Lay out the lines below as a numbered list, leaving out any blank lines.

>> Start MATERIAL FOR THIS EXERCISE

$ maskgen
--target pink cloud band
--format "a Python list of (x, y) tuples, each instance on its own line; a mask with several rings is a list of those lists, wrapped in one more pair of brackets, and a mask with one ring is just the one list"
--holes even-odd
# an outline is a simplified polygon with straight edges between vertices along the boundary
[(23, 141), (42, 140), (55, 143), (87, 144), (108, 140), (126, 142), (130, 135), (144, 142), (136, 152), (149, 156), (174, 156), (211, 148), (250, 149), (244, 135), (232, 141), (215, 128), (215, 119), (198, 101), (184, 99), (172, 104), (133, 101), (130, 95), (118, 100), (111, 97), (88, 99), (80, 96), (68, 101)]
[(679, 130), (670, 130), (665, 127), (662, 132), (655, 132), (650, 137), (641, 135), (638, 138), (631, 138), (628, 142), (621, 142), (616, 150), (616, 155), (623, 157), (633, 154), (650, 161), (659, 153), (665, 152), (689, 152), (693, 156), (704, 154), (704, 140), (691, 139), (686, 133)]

>> End MATERIAL FOR THIS EXERCISE

▶ **RESPONSE TO THIS TASK**:
1. $ maskgen
2. --target pink cloud band
3. --format "a Python list of (x, y) tuples, each instance on its own line; a mask with several rings is a list of those lists, wrapped in one more pair of brackets, and a mask with one ring is just the one list"
4. --holes even-odd
5. # an outline is a simplified polygon with straight edges between vertices along the boundary
6. [(23, 141), (42, 140), (55, 143), (87, 144), (108, 140), (126, 142), (130, 135), (144, 142), (136, 152), (149, 156), (174, 156), (211, 148), (250, 149), (244, 135), (232, 141), (215, 128), (215, 119), (198, 101), (184, 99), (172, 104), (133, 101), (130, 95), (118, 100), (111, 97), (88, 99), (80, 96), (68, 101)]
7. [(679, 130), (670, 130), (665, 127), (662, 132), (655, 132), (650, 137), (641, 135), (638, 138), (631, 138), (628, 142), (621, 142), (616, 150), (616, 155), (623, 157), (633, 154), (650, 161), (659, 153), (665, 152), (689, 152), (693, 156), (704, 154), (704, 140), (691, 139), (686, 133)]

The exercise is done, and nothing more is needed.